INSTRUCTIONS TO FOLLOW:
Copy the records below, swapping "helmet ear pad" for "ear cushion" and leaving every other character unchanged.

══════════

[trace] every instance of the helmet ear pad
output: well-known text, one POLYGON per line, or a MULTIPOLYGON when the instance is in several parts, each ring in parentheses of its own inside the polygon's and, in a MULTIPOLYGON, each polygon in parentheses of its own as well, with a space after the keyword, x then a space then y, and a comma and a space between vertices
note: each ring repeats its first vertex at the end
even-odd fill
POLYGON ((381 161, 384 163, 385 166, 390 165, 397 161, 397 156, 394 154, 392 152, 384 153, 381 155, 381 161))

══════════

WORKED SOLUTION:
[trace] every instance of the ear cushion
output: well-known text, one POLYGON per line, or a MULTIPOLYGON when the instance is in several parts, each ring in parentheses of its own inside the polygon's and, in a MULTIPOLYGON, each polygon in parentheses of its own as well, with a space after the keyword, x then a space then y, and a comma and a space between vertices
note: each ring repeats its first vertex at the end
even-odd fill
POLYGON ((381 161, 384 163, 385 166, 390 165, 397 161, 397 156, 394 154, 392 152, 384 153, 381 155, 381 161))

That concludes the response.